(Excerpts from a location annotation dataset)
========================

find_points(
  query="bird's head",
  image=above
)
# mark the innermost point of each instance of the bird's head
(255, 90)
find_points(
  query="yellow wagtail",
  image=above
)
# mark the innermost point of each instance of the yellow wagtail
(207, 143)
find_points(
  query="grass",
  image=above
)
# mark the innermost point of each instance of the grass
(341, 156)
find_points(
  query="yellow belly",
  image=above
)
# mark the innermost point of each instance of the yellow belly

========================

_WHAT IS REQUIRED_
Copy every one of the lines above verbatim.

_EXERCISE OUTPUT_
find_points(
  query="bird's head",
  image=above
)
# mark the innermost point of each instance of the bird's head
(255, 90)
find_points(
  query="yellow wagtail",
  image=above
)
# mark the innermost point of each instance of the yellow wagtail
(207, 143)
find_points(
  query="grass",
  image=above
)
# mark the innermost point of each instance of the grass
(341, 156)
find_points(
  query="yellow belly",
  image=above
)
# mark the innermost point of each instance of the yellow belly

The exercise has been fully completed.